_WORK INSTRUCTIONS_
A single number is the expected answer: the count of lines in the records below that contain "flag".

_DATA SUPPLIED_

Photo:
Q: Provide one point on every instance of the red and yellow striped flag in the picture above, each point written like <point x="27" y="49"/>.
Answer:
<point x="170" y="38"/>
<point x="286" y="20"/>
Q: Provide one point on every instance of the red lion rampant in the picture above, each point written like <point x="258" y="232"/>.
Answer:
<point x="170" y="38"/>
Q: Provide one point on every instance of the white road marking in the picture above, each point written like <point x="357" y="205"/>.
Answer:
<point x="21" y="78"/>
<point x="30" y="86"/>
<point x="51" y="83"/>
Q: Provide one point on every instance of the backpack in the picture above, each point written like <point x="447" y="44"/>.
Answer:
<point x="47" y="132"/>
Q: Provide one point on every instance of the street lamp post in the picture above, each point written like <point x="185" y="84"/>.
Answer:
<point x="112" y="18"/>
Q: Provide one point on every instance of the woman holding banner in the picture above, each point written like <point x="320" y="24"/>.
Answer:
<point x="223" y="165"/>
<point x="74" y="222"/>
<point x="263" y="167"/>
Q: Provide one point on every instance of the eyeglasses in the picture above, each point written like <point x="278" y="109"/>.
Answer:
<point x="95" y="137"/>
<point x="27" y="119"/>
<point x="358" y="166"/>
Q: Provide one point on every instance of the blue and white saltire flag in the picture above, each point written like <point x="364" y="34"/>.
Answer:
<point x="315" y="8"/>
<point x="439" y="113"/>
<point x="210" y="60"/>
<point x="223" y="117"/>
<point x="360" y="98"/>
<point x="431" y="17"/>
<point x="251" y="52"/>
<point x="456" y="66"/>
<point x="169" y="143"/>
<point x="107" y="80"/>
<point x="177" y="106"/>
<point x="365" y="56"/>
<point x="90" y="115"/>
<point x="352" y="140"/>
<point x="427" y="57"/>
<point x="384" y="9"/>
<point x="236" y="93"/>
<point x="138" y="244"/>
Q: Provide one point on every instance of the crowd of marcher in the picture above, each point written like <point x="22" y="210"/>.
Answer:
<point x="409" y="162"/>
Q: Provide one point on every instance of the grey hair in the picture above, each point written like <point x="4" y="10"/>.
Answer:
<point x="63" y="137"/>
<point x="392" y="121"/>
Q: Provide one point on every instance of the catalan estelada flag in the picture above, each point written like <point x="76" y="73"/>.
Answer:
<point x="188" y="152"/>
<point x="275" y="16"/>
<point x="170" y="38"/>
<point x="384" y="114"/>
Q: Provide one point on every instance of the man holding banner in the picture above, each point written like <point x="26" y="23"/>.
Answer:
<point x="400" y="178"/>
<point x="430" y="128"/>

_SOLUTION TO THIS PROBLEM_
3